>>>

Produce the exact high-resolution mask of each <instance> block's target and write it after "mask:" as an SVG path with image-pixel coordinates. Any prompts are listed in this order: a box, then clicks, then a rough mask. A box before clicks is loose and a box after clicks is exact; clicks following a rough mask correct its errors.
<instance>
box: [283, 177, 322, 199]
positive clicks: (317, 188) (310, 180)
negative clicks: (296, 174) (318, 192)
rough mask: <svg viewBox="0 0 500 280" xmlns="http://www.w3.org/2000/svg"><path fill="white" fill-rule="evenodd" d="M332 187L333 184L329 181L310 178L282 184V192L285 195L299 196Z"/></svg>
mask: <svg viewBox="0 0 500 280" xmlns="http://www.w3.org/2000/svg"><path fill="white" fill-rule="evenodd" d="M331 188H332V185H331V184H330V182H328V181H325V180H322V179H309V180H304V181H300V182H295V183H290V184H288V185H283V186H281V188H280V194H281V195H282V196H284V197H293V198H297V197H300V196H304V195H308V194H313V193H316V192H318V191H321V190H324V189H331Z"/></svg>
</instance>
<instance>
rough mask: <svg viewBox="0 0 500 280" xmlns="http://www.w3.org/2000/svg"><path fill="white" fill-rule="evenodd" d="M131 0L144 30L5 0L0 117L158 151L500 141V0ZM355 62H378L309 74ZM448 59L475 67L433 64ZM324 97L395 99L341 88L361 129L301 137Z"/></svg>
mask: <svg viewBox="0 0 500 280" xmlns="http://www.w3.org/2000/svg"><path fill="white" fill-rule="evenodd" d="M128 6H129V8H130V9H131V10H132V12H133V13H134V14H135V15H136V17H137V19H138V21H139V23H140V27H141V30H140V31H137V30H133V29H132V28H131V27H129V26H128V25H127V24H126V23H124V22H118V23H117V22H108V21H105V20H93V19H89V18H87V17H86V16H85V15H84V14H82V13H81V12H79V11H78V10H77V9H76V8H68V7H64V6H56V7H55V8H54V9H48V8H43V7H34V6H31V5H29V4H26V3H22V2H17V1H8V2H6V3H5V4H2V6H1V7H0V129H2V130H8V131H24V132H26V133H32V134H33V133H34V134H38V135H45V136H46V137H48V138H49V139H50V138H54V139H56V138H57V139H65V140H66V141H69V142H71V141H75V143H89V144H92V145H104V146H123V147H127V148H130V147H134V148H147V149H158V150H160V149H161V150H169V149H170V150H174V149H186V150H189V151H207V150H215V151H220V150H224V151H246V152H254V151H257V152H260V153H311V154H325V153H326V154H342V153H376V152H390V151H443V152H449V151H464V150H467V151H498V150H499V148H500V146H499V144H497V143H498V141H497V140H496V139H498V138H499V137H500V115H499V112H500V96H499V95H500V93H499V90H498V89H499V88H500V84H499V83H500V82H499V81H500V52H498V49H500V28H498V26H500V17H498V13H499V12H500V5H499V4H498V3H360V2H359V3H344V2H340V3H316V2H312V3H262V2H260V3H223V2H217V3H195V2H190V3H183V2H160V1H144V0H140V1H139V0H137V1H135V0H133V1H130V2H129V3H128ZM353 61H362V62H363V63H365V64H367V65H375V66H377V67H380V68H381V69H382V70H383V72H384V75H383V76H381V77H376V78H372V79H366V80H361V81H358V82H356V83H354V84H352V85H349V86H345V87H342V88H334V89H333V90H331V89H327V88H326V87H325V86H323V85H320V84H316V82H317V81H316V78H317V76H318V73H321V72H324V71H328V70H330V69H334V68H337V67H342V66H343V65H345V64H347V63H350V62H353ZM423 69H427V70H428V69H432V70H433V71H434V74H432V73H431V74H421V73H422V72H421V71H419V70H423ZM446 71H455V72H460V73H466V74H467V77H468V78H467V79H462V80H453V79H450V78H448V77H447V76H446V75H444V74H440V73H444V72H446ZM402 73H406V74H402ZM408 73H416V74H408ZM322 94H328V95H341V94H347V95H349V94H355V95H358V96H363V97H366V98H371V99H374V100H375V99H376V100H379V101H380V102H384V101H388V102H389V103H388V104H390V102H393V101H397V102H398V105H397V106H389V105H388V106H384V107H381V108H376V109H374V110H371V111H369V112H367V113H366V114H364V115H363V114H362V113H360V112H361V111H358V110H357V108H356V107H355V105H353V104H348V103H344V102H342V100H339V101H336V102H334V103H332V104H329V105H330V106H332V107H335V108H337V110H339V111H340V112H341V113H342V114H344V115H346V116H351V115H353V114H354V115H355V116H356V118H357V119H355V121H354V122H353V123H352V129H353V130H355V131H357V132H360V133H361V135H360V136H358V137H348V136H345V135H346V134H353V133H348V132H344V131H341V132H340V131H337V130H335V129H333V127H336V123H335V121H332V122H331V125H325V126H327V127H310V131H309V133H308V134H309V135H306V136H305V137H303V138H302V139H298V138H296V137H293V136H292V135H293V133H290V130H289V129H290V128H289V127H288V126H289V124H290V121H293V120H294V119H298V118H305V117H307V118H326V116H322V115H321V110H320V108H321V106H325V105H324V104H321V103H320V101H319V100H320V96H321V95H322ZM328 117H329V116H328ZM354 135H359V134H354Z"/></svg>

<<<

» **Task objective**
Recast the lines above as a two-column Markdown table headed Row and Text, giving each line its own numbered row and leaving out blank lines.

» **Solution below**
| Row | Text |
|---|---|
| 1 | Produce the exact high-resolution mask of each <instance> block's target and write it after "mask:" as an SVG path with image-pixel coordinates. Any prompts are listed in this order: a box, then clicks, then a rough mask. A box before clicks is loose and a box after clicks is exact; clicks following a rough mask correct its errors. |
| 2 | <instance> |
| 3 | box: [283, 177, 322, 199] |
| 4 | positive clicks: (317, 188) (310, 180) |
| 5 | negative clicks: (296, 174) (318, 192) |
| 6 | rough mask: <svg viewBox="0 0 500 280" xmlns="http://www.w3.org/2000/svg"><path fill="white" fill-rule="evenodd" d="M332 187L333 184L329 181L310 178L282 184V192L285 195L299 196Z"/></svg> |
| 7 | mask: <svg viewBox="0 0 500 280" xmlns="http://www.w3.org/2000/svg"><path fill="white" fill-rule="evenodd" d="M331 188H332V185H331V184H330V182H328V181H325V180H322V179H309V180H304V181H300V182H295V183H290V184H288V185H283V186H281V188H280V194H281V195H282V196H284V197H293V198H297V197H300V196H304V195H308V194H313V193H316V192H318V191H321V190H324V189H331Z"/></svg> |
| 8 | </instance> |
| 9 | <instance> |
| 10 | rough mask: <svg viewBox="0 0 500 280" xmlns="http://www.w3.org/2000/svg"><path fill="white" fill-rule="evenodd" d="M131 0L144 30L5 0L0 117L158 151L500 141V0ZM355 62H378L309 74ZM448 59L475 67L433 64ZM324 97L395 99L341 88L361 129L301 137Z"/></svg> |
| 11 | mask: <svg viewBox="0 0 500 280" xmlns="http://www.w3.org/2000/svg"><path fill="white" fill-rule="evenodd" d="M128 6H129V8H130V9H131V10H132V12H133V13H134V14H135V15H136V17H137V19H138V21H139V23H140V27H141V30H140V31H137V30H133V29H132V28H131V27H129V26H128V25H127V24H126V23H124V22H118V23H117V22H108V21H105V20H93V19H89V18H87V17H86V16H85V15H84V14H82V13H81V12H79V11H78V10H77V9H76V8H68V7H64V6H56V7H55V8H54V9H48V8H43V7H34V6H31V5H29V4H26V3H22V2H17V1H8V2H6V3H5V4H2V6H1V7H0V129H2V130H8V131H24V132H26V133H32V134H33V133H34V134H38V135H45V136H46V137H48V138H49V139H50V138H54V139H56V138H57V139H65V140H66V141H69V142H71V141H75V143H89V144H92V145H104V146H123V147H127V148H130V147H134V148H147V149H158V150H160V149H161V150H169V149H170V150H174V149H186V150H189V151H207V150H215V151H220V150H224V151H246V152H254V151H257V152H260V153H311V154H325V153H326V154H342V153H376V152H390V151H443V152H449V151H464V150H467V151H498V150H499V148H500V146H499V144H497V143H498V141H497V140H496V139H498V138H499V137H500V115H499V112H500V96H499V95H500V93H499V90H498V89H499V88H500V84H499V83H500V82H499V81H500V52H498V49H500V28H498V26H500V17H498V13H499V12H500V5H499V4H498V3H360V2H359V3H344V2H340V3H316V2H312V3H262V2H260V3H223V2H217V3H195V2H190V3H183V2H160V1H144V0H140V1H139V0H137V1H135V0H133V1H130V2H129V3H128ZM353 61H362V62H363V63H365V64H367V65H375V66H377V67H380V68H381V69H382V70H383V72H384V75H383V76H381V77H376V78H372V79H366V80H361V81H358V82H356V83H354V84H352V85H349V86H345V87H342V88H334V89H333V90H331V89H327V88H326V87H325V86H323V85H320V84H316V82H317V81H316V78H317V76H318V73H321V72H324V71H328V70H330V69H334V68H337V67H342V66H343V65H345V64H347V63H350V62H353ZM423 69H427V70H428V69H432V70H433V71H434V74H432V73H431V74H421V73H422V72H421V71H419V70H423ZM446 71H455V72H460V73H466V74H467V77H468V78H467V79H462V80H453V79H450V78H448V77H447V76H446V75H444V74H440V73H444V72H446ZM402 73H406V74H402ZM408 73H416V74H408ZM322 94H328V95H341V94H347V95H349V94H355V95H358V96H363V97H366V98H371V99H374V100H375V99H376V100H379V101H380V102H384V101H388V102H389V103H388V104H390V102H393V101H397V102H398V105H397V106H389V105H388V106H384V107H381V108H376V109H374V110H371V111H369V112H367V113H366V114H364V115H363V114H362V113H360V112H361V111H358V110H357V108H356V107H355V105H353V104H348V103H344V102H342V100H339V101H336V102H334V103H332V104H329V105H330V106H332V107H335V108H337V110H339V111H340V112H341V113H342V114H344V115H346V116H351V115H353V114H354V115H355V116H356V118H357V119H355V121H354V122H353V123H352V129H353V130H355V131H357V132H360V133H361V135H360V136H358V137H348V136H345V135H346V134H353V133H348V132H344V131H341V132H340V131H337V130H335V129H333V127H336V123H335V121H332V122H331V125H325V126H327V127H310V131H309V133H308V134H309V135H306V136H305V137H303V138H302V139H298V138H296V137H293V136H292V135H293V133H290V130H289V129H290V128H289V127H288V126H289V124H290V121H293V120H294V119H298V118H305V117H307V118H326V116H322V115H321V110H320V108H321V106H325V105H324V104H321V103H320V101H319V100H320V96H321V95H322ZM328 117H329V116H328ZM354 135H359V134H354Z"/></svg> |